» **Activity**
The result should be every line in the data below that carries the string "accurate".
(Beginning of Supplied records)
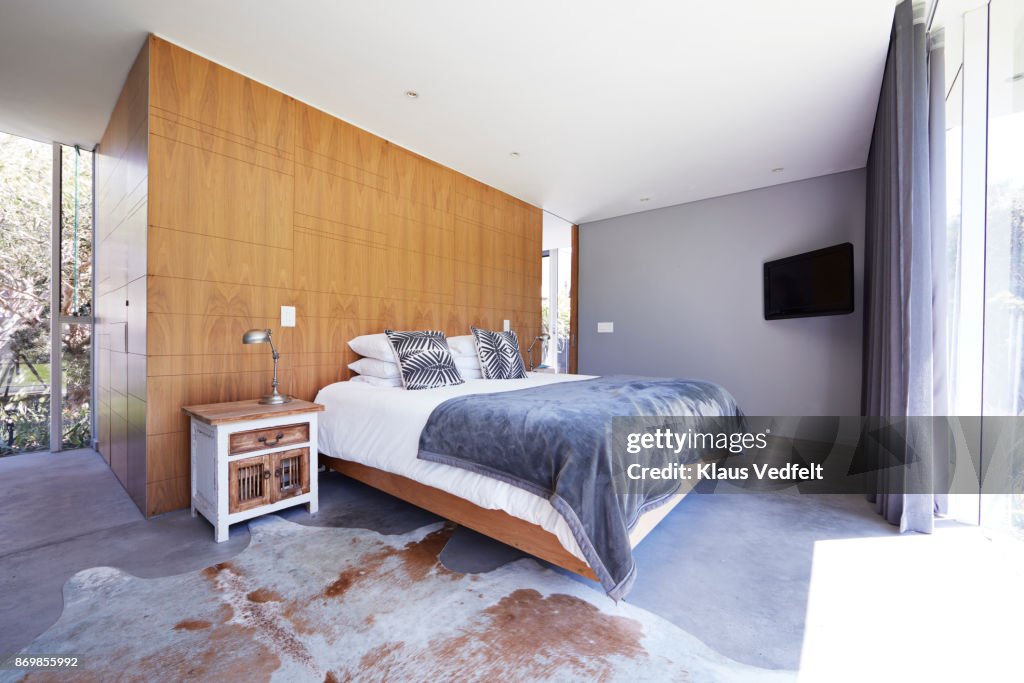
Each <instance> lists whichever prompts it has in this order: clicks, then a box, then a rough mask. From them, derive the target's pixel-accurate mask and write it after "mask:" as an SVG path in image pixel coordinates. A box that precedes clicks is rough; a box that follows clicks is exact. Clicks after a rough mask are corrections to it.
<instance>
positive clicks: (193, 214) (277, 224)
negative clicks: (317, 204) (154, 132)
mask: <svg viewBox="0 0 1024 683" xmlns="http://www.w3.org/2000/svg"><path fill="white" fill-rule="evenodd" d="M150 160H151V164H152V168H153V172H152V173H151V176H150V177H151V181H152V182H151V189H150V224H152V225H159V226H161V227H168V228H171V229H175V230H184V231H186V232H195V233H197V234H203V236H210V237H215V238H226V239H229V240H236V241H240V242H250V243H253V244H258V245H266V246H269V247H282V248H286V249H287V248H291V246H292V213H293V211H292V186H293V178H292V175H291V173H284V172H279V171H274V170H270V169H268V168H264V167H263V166H260V165H258V164H255V163H251V162H246V161H243V160H240V159H234V158H232V157H227V156H224V155H222V154H217V153H216V152H211V151H210V150H205V148H202V147H197V146H193V145H191V144H186V143H184V142H178V141H175V140H172V139H169V138H166V137H163V136H161V135H158V134H156V133H151V136H150Z"/></svg>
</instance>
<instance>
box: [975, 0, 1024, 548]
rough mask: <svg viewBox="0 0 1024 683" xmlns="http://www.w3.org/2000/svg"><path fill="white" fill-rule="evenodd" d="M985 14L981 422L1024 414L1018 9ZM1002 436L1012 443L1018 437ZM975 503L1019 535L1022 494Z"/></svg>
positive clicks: (991, 12)
mask: <svg viewBox="0 0 1024 683" xmlns="http://www.w3.org/2000/svg"><path fill="white" fill-rule="evenodd" d="M988 12H989V17H988V101H987V104H988V121H987V123H988V129H987V133H988V148H987V153H988V155H987V156H988V159H987V161H988V165H987V178H986V180H987V182H986V195H987V198H986V200H987V201H986V219H985V276H984V283H985V323H984V340H985V341H984V351H985V352H984V372H983V387H984V390H983V408H982V410H983V414H984V415H985V416H991V417H995V416H1015V417H1019V416H1024V4H1022V3H1021V2H1016V1H1014V0H992V2H991V3H989V6H988ZM983 437H984V432H983ZM1004 438H1007V436H1004ZM1010 438H1014V439H1015V441H1014V442H1016V443H1020V442H1021V439H1022V438H1024V434H1017V435H1014V436H1010ZM1014 453H1015V458H1014V460H1015V462H1013V463H1010V464H1009V465H1010V470H1011V471H1010V472H1007V473H1005V475H1006V476H1010V477H1011V479H1012V481H1015V482H1016V484H1017V485H1016V489H1017V490H1018V492H1019V493H1022V494H1024V449H1021V447H1016V449H1014ZM982 499H983V500H982V509H981V521H982V524H984V525H986V526H995V527H1000V528H1006V529H1010V530H1013V531H1015V532H1017V533H1020V535H1024V496H1016V497H1014V496H1009V495H995V494H986V495H985V496H983V497H982Z"/></svg>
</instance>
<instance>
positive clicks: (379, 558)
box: [0, 515, 796, 681]
mask: <svg viewBox="0 0 1024 683" xmlns="http://www.w3.org/2000/svg"><path fill="white" fill-rule="evenodd" d="M250 528H251V531H252V542H251V544H250V545H249V547H248V548H247V549H246V550H245V551H243V552H242V553H241V554H240V555H239V556H238V557H236V558H234V559H233V560H230V561H228V562H222V563H220V564H217V565H214V566H211V567H207V568H206V569H203V570H201V571H193V572H187V573H183V574H179V575H176V577H168V578H164V579H138V578H135V577H132V575H130V574H128V573H125V572H124V571H121V570H119V569H115V568H111V567H95V568H91V569H86V570H84V571H80V572H78V573H77V574H75V575H74V577H73V578H72V579H71V580H69V581H68V583H67V584H66V585H65V609H63V613H62V614H61V615H60V618H59V620H58V621H57V623H56V624H54V625H53V627H51V628H50V629H49V630H48V631H46V632H45V633H44V634H43V635H41V636H40V637H39V638H37V639H36V640H35V641H34V642H33V643H32V644H31V645H30V646H29V647H27V648H26V650H25V651H26V652H29V653H33V652H34V653H69V654H71V653H74V654H78V655H81V656H82V668H81V669H80V670H79V672H78V673H77V674H75V675H73V676H69V675H68V672H67V671H63V672H59V673H58V672H52V673H45V674H44V673H40V672H32V673H30V674H29V675H28V676H26V679H27V680H32V681H35V680H51V679H52V680H61V681H67V680H70V679H71V680H74V679H75V678H80V679H83V680H97V681H115V680H148V679H153V680H156V679H160V680H176V681H183V680H197V681H212V680H216V681H234V680H245V681H260V680H270V679H272V680H282V681H345V680H381V681H384V680H387V681H438V680H460V681H474V680H480V681H484V680H488V681H489V680H629V681H637V680H658V681H662V680H677V681H792V680H795V678H796V676H795V673H793V672H778V671H769V670H764V669H757V668H753V667H749V666H745V665H741V664H739V663H736V661H734V660H732V659H728V658H726V657H724V656H722V655H720V654H718V653H716V652H715V651H713V650H712V649H711V648H709V647H708V646H707V645H705V644H703V643H701V642H700V641H698V640H697V639H696V638H694V637H693V636H691V635H689V634H688V633H686V632H684V631H682V630H681V629H679V628H678V627H676V626H674V625H672V624H670V623H669V622H667V621H665V620H663V618H660V617H658V616H656V615H654V614H651V613H650V612H647V611H645V610H643V609H640V608H638V607H634V606H632V605H630V604H628V603H620V604H617V605H616V604H615V603H613V602H612V601H611V600H610V599H608V598H607V597H605V596H604V595H601V594H600V593H597V592H596V591H594V590H591V589H590V588H588V587H586V586H583V585H581V584H580V583H578V582H574V581H572V580H570V579H568V578H566V577H563V575H561V574H559V573H557V572H555V571H551V570H549V569H547V568H544V567H542V566H541V565H540V564H539V563H537V562H536V561H534V560H531V559H521V560H518V561H516V562H513V563H511V564H508V565H505V566H504V567H501V568H499V569H496V570H494V571H490V572H487V573H485V574H462V573H457V572H453V571H450V570H447V569H445V568H444V567H443V566H442V565H441V564H440V563H439V562H438V561H437V556H438V553H439V552H440V551H441V549H442V548H443V546H444V543H445V542H446V540H447V538H449V536H450V535H451V532H452V529H451V527H449V526H442V525H432V526H427V527H424V528H421V529H418V530H416V531H413V532H411V533H408V535H403V536H383V535H380V533H377V532H375V531H368V530H361V529H351V528H317V527H310V526H303V525H300V524H295V523H293V522H289V521H286V520H284V519H281V518H280V517H276V516H272V515H271V516H268V517H264V518H262V519H259V520H255V521H253V522H251V523H250ZM23 673H24V672H23ZM20 675H22V674H18V673H16V672H11V671H4V672H0V680H10V679H11V678H13V679H17V677H18V676H20Z"/></svg>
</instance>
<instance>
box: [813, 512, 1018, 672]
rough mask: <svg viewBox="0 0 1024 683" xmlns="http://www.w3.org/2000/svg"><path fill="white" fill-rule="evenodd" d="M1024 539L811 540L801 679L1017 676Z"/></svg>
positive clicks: (908, 536) (950, 535)
mask: <svg viewBox="0 0 1024 683" xmlns="http://www.w3.org/2000/svg"><path fill="white" fill-rule="evenodd" d="M1021 614H1024V543H1021V542H1019V541H1016V540H1014V539H1012V538H1010V537H1004V536H991V537H989V536H986V533H985V532H984V531H982V530H980V529H978V528H975V527H950V528H939V529H937V530H936V532H935V533H934V535H932V536H924V535H907V536H900V537H888V538H872V539H845V540H837V541H819V542H817V543H815V544H814V558H813V565H812V569H811V585H810V595H809V599H808V605H807V627H806V631H805V633H806V635H805V638H804V648H803V653H802V655H801V667H800V679H801V680H806V681H870V680H887V681H888V680H892V681H899V680H902V681H927V680H932V681H1009V680H1018V681H1019V680H1020V675H1021V674H1020V652H1019V650H1020V645H1021V640H1020V636H1021Z"/></svg>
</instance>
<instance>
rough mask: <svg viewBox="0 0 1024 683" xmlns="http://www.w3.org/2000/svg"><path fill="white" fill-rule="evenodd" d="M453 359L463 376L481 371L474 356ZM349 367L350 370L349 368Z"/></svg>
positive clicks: (480, 369)
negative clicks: (470, 372) (474, 370)
mask: <svg viewBox="0 0 1024 683" xmlns="http://www.w3.org/2000/svg"><path fill="white" fill-rule="evenodd" d="M453 357H454V358H455V367H456V368H458V369H459V372H461V373H463V374H464V375H465V373H464V372H463V371H466V370H470V371H474V370H475V371H476V372H481V371H482V368H480V359H479V358H477V357H476V356H475V355H474V356H468V355H456V356H453ZM349 367H350V368H351V366H349Z"/></svg>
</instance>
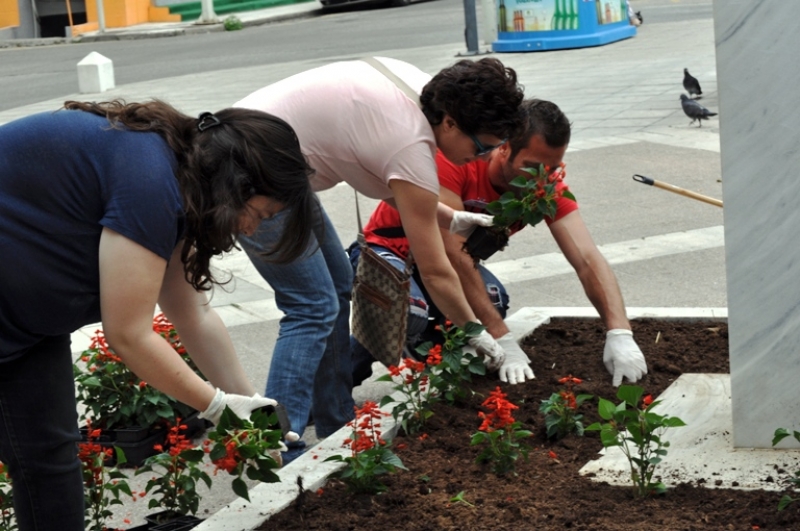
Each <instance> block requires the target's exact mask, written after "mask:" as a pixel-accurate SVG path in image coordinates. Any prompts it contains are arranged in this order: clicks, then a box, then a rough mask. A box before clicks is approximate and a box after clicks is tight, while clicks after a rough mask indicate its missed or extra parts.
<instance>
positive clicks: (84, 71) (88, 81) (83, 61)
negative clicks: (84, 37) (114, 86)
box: [78, 52, 114, 94]
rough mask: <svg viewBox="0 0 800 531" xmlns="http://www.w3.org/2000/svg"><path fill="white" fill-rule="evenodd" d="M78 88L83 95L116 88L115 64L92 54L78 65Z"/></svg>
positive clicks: (96, 55)
mask: <svg viewBox="0 0 800 531" xmlns="http://www.w3.org/2000/svg"><path fill="white" fill-rule="evenodd" d="M78 88H79V90H80V92H81V93H82V94H86V93H98V92H105V91H106V90H109V89H112V88H114V64H113V62H112V61H111V59H109V58H108V57H105V56H102V55H100V54H99V53H97V52H92V53H90V54H89V55H87V56H86V57H84V58H83V59H81V61H80V62H79V63H78Z"/></svg>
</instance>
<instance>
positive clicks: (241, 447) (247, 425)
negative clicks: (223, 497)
mask: <svg viewBox="0 0 800 531" xmlns="http://www.w3.org/2000/svg"><path fill="white" fill-rule="evenodd" d="M276 425H278V418H277V415H275V414H274V413H272V414H267V413H265V412H264V411H262V410H260V409H256V410H254V411H253V412H252V413H251V414H250V419H247V420H246V419H241V418H239V417H237V416H236V414H235V413H234V412H233V411H231V409H230V408H229V407H226V408H225V411H223V412H222V416H221V417H220V420H219V422H218V423H217V426H216V427H215V428H214V429H213V430H211V431H210V432H209V433H208V438H209V440H208V441H206V443H204V444H206V446H207V447H208V446H210V445H211V443H212V442H213V444H214V445H213V447H212V448H211V450H210V452H209V457H210V458H211V461H212V462H213V463H214V465H215V466H216V470H215V471H214V474H216V473H217V471H218V470H224V471H225V472H227V473H228V474H230V475H232V476H235V477H234V479H233V482H232V483H231V487H232V488H233V492H235V493H236V494H237V495H238V496H240V497H242V498H244V499H245V500H247V501H250V495H249V494H248V489H247V484H246V483H245V481H244V479H242V476H243V475H245V474H246V475H247V477H248V478H250V479H253V480H257V481H263V482H265V483H275V482H278V481H280V478H279V477H278V476H277V474H275V472H273V469H276V468H278V467H280V466H281V457H280V449H285V448H286V447H285V446H284V445H283V443H281V430H280V429H272V427H273V426H276Z"/></svg>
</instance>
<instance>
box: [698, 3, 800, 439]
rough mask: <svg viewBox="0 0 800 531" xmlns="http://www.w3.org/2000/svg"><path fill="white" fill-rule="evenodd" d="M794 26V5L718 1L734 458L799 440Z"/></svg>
mask: <svg viewBox="0 0 800 531" xmlns="http://www.w3.org/2000/svg"><path fill="white" fill-rule="evenodd" d="M798 20H800V2H794V1H793V2H787V1H785V0H760V1H758V2H753V1H752V0H714V29H715V41H716V51H717V53H716V55H717V84H718V87H719V123H720V147H721V150H720V154H721V158H722V192H723V200H724V204H725V207H724V216H725V253H726V256H725V261H726V270H727V288H728V324H729V331H730V339H729V341H730V356H731V401H732V404H731V405H732V416H733V446H734V447H736V448H769V447H771V440H772V436H773V433H774V432H775V429H776V428H779V427H782V428H787V429H790V430H800V392H798V383H800V245H798V241H800V178H798V176H797V172H798V168H800V148H799V147H798V146H800V127H799V126H798V124H800V90H798V86H800V67H798V61H797V50H800V32H797V31H795V30H796V27H797V22H798ZM684 66H686V67H688V68H689V70H691V64H687V65H684ZM790 446H793V447H796V446H797V443H796V442H795V441H794V440H793V439H792V438H789V439H787V440H786V441H785V443H782V444H781V447H790Z"/></svg>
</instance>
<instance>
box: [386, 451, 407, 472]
mask: <svg viewBox="0 0 800 531" xmlns="http://www.w3.org/2000/svg"><path fill="white" fill-rule="evenodd" d="M381 463H383V464H386V465H391V466H393V467H395V468H400V469H403V470H408V469H407V468H406V467H405V465H404V464H403V462H402V461H401V460H400V458H399V457H397V456H396V455H395V454H394V453H392V452H384V454H383V455H382V456H381Z"/></svg>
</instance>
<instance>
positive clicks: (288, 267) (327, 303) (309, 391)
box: [239, 206, 355, 463]
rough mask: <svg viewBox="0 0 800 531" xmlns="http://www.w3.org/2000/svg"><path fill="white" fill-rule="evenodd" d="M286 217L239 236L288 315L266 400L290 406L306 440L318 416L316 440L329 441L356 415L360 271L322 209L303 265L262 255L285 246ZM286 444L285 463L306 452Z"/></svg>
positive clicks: (259, 226) (288, 409)
mask: <svg viewBox="0 0 800 531" xmlns="http://www.w3.org/2000/svg"><path fill="white" fill-rule="evenodd" d="M287 214H288V211H286V210H284V211H282V212H280V213H279V214H278V215H276V216H275V217H273V218H271V219H265V220H264V221H262V222H261V225H260V226H259V229H258V231H257V232H256V234H254V235H253V236H252V237H245V236H240V237H239V241H240V243H241V245H242V247H243V248H244V250H245V251H246V252H247V255H248V256H249V257H250V260H251V261H252V262H253V265H254V266H255V267H256V269H257V270H258V272H259V273H260V274H261V276H262V277H263V278H264V280H266V281H267V282H268V283H269V285H270V286H271V287H272V289H273V290H274V291H275V302H276V304H277V306H278V308H279V309H280V310H281V311H282V312H283V313H284V316H283V318H282V319H281V321H280V331H279V333H278V340H277V342H276V343H275V350H274V351H273V353H272V364H271V365H270V368H269V377H268V379H267V388H266V395H265V396H267V397H269V398H273V399H275V400H277V401H278V402H279V403H281V404H283V405H284V406H285V407H286V410H287V413H288V415H289V421H290V422H291V423H292V430H293V431H295V432H297V433H298V434H300V435H302V434H303V431H304V430H305V428H306V424H307V423H308V415H309V412H311V413H313V415H314V423H315V429H316V432H317V436H318V437H327V436H329V435H330V434H332V433H333V432H335V431H336V430H338V429H339V428H341V427H342V426H344V425H345V424H346V423H347V422H349V421H350V420H351V419H352V418H353V416H354V414H353V406H354V405H355V403H354V402H353V397H352V389H353V381H352V370H351V365H350V342H349V337H350V293H351V291H352V288H353V270H352V268H351V266H350V262H349V261H348V259H347V253H346V252H345V250H344V247H343V246H342V243H341V242H340V241H339V237H338V236H337V235H336V230H335V229H334V228H333V224H332V223H331V221H330V219H329V218H328V215H327V214H326V213H325V211H324V210H322V206H320V214H321V215H320V216H318V218H317V219H316V220H315V223H314V238H312V241H311V242H310V244H309V247H308V248H307V249H306V253H305V254H304V255H303V256H302V257H301V258H300V259H298V260H296V261H294V262H292V263H289V264H273V263H268V262H266V261H264V260H262V259H261V258H260V257H259V255H258V253H259V252H260V251H263V250H268V249H271V248H272V246H273V245H275V243H276V242H277V241H278V240H279V238H280V236H281V234H282V232H283V227H284V224H285V219H286V216H287ZM287 446H288V447H289V451H288V452H286V453H284V456H283V458H284V462H285V463H288V462H290V461H292V460H293V459H295V458H296V457H298V456H299V455H300V454H302V452H303V451H304V449H305V443H304V442H302V441H298V442H296V443H287Z"/></svg>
(End of Supplied records)
» **Written response**
Each <instance> lists whichever prompts it has in this order: clicks, then a box, then a rough mask. From them, derive the target's pixel-accurate mask and write it after "mask:" as an SVG path in image pixel coordinates. A box that precedes clicks is rough; a box that follows clicks is exact. Clicks after a rough mask are corrections to it.
Each <instance> block requires the target's exact mask, written after "mask:" as a pixel-accurate SVG path in image coordinates. Any prompts it contains are arranged in this order: clicks, then a box, then a rough mask. A box before clicks is approximate and a box after clicks is tight, while clicks after a rough mask indicate its missed or extra parts.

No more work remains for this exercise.